• [Extract to read]
_____

Langerhans Cells and Your Immune System
Langerhans Cells function where skin infection is present. They search the epidermis for invaders such as bacteria, infections or pathogens, where it is then absorbed, processed and presented as foreign bodies, named antigens, making them an “Antigen Presenting Cells”, APC
Dec 26, 2019 4:46:47 PM / by The Institute of Skin Science
Paul Langerhans, a German pathologist, physiologist and biologist, is credited with the discovery of the Langerhans Cells, (LC). Langerhans Cells make up 1-4% of all epidermal cells and are derived from bone marrow. They are a class of dendritic cells named for their probing, finger like projections. They are a part of the immune system. They are present throughout the epidermis but are most prominent in the Stratus Spinosum and in the papillary layer of the dermis and reside around blood vessels. The Langerhans Cells function where skin infection is present. They search the epidermis for invaders such as bacteria, infections or pathogens, where it is then absorbed, processed and presented as foreign bodies, named antigens, making >them an “Antigen Presenting Cells”, APC. When Langerhans Cells detect antigens, they perform phagocytosis, drawing the bacteria, virus or infected cell inward while engulfing around it. During phagocytosis the pathogen is devoured. The intercellular digestion breaks down the pathogen into small particles. Each of these pieces is a potential antigen that can stimulate the immune system. The phagocyte uses a protein called Class l Major Histocompatibility Complex, (MHC), to present the antigen. It’s as if the phagocyte is calling out, “Look what I have!” Because of this important function, macrophages and dendritic cells are referred to as Antigen Presenting Cells, or APC. Phagocytosis is an integral part of the immune system. Phagocytizing antigens allows the immune system to recognize what they are fighting against. After phagocytosis, Langerhans Cells transport a piece of the antigen they digested to the cell membrane. It is then presented to immune Helper T-cells. These Helper T-cells activate the immune system cells and unleash a response toward the antigen. The Helper T-cells activate B cells, which become antibodies. Antibodies neutralize or make the viruses ineffective. Antibodies bind with surface proteins on the virus and block the effects of the antigen, by marking the bacteria for phagocytosis. The Langerhans Cells play an important roll in the protection of our skin. If only they helped with aging too.

_____

• [Dataset entries]
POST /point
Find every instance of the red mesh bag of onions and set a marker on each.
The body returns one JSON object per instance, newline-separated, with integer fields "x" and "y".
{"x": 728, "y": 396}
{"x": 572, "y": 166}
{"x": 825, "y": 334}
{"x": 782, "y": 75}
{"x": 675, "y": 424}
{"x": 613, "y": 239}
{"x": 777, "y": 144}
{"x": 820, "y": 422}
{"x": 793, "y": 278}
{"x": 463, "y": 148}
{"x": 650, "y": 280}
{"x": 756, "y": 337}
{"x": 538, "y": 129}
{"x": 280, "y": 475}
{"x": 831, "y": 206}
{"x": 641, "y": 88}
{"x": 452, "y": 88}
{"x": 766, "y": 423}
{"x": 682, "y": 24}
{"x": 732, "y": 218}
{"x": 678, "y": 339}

_____

• [What to do]
Answer these questions using the article on Langerhans cells:
1. What share of all epidermal cells do Langerhans Cells make up?
2. Who is credited with discovering them?
3. Which cells do Helper T-cells activate?
The data above stands apart from the article on Langerhans cells.

• [Result of this exercise]
1. 1-4%
2. Paul Langerhans, a German pathologist, physiologist and biologist
3. B cells